TEXT SECTION:
============
EP0249474A2

EP0249474A2 - Cleaning compositions

Info

Publication number: EP0249474A2
Application number: EP19870305170
Authority: EP
Inventors: Douglas R. Watson
Original assignee: Unilever PLC; Unilever NV
Current assignee: Unilever PLC; Unilever NV
Priority date: 1986-06-13
Filing date: 1987-06-11
Publication date: 1987-12-16
Anticipated expiration: 2007-06-11
Also published as: GB8614462D0; EP0249474A3; DE3786113D1; CA1311399C; DE3786113T2; ES2054671T3; EP0249474B1

Abstract

A cleaning composition, suitably in the form of a personal washing bar contains fatty acyl isethionate and by weight of the composition at least 0.002% of each of an antioxidant, a sequestering agent for iron and a sequestering agent for copper. The presence of the antioxidant and the sequestering agents improves the shelf life of the products.

Description

This invention relates to cleaning compositions containing fatty acyl isethionate as at least part of detergent active present. The compositions may in particular be in the form of bars for personal washing.
============
ENTRIES SUPPLIED:
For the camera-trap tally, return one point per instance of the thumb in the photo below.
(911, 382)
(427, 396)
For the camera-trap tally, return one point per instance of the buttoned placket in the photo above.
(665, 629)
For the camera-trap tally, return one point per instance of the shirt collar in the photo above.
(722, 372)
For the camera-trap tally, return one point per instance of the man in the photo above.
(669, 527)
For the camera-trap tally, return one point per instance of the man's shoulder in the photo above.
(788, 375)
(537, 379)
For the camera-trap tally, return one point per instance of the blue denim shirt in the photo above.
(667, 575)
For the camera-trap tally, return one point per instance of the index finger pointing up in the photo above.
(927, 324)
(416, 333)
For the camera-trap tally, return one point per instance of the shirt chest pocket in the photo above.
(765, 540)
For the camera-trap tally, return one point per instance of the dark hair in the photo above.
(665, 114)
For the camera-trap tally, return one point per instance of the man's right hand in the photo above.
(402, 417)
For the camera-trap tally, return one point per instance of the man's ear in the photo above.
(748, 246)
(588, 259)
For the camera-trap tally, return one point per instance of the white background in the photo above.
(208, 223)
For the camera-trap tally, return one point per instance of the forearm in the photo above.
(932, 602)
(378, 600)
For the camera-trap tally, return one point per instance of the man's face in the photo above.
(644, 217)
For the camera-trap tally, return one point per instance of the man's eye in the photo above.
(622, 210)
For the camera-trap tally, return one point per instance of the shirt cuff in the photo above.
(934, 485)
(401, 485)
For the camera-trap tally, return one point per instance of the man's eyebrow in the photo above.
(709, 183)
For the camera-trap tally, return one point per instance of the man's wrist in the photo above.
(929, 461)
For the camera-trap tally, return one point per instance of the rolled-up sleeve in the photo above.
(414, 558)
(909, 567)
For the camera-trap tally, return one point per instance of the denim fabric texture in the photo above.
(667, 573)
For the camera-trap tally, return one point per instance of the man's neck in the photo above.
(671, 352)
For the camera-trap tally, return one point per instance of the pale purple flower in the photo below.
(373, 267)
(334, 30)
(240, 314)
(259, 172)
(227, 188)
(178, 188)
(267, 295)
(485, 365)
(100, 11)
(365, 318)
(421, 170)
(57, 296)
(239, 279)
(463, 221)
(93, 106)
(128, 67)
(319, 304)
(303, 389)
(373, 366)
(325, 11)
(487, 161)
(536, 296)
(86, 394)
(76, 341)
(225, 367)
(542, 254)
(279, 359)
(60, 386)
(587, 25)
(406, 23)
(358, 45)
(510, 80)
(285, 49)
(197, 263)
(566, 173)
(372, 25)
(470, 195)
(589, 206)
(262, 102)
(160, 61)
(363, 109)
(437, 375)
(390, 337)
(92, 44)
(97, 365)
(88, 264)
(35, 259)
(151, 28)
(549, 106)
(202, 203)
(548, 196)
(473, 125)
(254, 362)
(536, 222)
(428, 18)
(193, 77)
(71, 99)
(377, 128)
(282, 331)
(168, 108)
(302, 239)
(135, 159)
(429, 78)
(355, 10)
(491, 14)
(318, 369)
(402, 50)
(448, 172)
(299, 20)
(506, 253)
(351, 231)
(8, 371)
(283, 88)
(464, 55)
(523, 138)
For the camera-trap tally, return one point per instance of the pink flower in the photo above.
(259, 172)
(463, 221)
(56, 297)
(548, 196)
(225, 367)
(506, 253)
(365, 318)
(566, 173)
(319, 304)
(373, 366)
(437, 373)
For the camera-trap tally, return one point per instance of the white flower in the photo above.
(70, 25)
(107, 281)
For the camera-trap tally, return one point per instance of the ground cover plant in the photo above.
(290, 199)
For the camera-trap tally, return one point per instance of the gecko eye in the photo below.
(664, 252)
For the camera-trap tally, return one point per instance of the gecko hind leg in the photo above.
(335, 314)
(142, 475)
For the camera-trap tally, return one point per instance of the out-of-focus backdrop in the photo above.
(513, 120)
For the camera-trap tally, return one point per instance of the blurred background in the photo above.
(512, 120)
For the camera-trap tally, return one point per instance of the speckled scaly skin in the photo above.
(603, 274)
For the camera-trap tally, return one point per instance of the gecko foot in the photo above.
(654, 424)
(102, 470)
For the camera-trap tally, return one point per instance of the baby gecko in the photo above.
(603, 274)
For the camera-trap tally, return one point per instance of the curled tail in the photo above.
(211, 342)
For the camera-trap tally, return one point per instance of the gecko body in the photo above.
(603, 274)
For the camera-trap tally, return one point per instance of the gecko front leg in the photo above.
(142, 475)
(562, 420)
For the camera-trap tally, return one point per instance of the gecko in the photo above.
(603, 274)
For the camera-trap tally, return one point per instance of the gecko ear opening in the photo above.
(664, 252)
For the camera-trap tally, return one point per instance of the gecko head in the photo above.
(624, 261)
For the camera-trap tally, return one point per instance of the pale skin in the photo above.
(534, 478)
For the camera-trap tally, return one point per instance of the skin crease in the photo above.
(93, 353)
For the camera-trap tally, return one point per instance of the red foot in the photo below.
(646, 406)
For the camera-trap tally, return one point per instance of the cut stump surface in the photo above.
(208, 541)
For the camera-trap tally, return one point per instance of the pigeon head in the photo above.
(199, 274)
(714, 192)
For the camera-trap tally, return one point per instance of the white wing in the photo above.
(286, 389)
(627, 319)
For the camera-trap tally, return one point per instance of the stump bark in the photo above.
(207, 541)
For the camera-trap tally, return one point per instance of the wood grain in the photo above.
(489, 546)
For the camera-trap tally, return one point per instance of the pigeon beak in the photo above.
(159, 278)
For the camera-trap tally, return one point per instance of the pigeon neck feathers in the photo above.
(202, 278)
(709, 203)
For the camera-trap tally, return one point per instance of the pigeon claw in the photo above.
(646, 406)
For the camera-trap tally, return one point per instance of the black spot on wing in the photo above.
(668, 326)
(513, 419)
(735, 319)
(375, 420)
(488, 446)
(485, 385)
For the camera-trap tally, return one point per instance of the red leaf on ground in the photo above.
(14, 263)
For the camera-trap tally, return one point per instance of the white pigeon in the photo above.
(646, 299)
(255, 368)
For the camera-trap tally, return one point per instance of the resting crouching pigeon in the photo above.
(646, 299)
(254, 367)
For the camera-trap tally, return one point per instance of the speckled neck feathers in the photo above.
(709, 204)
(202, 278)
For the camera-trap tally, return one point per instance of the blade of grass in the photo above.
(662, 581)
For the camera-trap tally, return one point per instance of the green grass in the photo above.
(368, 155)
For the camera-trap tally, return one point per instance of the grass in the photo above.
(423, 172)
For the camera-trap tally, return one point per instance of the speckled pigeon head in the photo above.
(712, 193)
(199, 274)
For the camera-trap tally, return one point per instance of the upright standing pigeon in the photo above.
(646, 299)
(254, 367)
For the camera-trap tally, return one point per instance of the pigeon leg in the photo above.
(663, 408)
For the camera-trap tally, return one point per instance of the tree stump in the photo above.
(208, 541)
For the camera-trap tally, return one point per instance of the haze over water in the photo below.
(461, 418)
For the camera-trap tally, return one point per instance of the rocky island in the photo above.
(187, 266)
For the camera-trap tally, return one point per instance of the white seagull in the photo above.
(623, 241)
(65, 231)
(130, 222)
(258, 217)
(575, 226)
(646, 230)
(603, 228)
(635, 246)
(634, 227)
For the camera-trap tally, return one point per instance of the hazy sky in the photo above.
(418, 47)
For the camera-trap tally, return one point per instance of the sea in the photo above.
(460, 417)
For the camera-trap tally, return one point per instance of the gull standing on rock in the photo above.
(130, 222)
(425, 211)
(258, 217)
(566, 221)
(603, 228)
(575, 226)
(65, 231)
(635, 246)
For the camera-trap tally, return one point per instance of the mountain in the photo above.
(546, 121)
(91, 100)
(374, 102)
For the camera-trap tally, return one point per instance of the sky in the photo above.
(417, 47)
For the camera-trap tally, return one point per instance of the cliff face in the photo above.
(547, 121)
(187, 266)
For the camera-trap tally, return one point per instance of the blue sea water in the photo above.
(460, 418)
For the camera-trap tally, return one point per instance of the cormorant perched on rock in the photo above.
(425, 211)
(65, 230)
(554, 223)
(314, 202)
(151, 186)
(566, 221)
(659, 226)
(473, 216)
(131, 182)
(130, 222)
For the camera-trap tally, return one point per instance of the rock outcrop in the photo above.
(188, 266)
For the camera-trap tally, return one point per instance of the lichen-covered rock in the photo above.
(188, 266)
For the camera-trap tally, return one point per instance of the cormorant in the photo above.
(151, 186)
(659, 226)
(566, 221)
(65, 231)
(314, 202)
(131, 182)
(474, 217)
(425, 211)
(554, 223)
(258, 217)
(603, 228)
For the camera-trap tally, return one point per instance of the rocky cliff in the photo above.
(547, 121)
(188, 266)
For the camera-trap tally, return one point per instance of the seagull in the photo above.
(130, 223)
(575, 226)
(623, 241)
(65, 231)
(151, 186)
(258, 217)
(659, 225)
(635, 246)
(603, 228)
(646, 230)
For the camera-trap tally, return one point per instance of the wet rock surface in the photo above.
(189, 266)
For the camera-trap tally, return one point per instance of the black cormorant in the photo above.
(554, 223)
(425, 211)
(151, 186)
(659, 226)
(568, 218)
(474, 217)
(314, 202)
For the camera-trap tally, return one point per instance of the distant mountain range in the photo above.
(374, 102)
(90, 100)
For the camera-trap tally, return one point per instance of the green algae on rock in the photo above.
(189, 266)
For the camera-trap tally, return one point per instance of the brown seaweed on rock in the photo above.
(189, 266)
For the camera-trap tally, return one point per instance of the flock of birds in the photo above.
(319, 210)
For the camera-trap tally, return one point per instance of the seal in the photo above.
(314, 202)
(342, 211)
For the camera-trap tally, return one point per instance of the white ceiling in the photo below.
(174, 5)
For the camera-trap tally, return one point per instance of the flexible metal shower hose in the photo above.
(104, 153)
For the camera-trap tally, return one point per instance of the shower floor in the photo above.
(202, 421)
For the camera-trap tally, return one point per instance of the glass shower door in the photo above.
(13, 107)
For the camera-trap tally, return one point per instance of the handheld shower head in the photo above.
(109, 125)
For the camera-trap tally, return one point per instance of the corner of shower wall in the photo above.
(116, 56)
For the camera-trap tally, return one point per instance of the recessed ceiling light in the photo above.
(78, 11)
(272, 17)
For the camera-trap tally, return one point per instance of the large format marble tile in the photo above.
============
EXERCISE DETAILS:
In the cleaning compositions patent page, what is improved by the presence of the antioxidant and the sequestering agents? You won't need the lines for this.

RESULT OF THE TASK:
The shelf life of the products.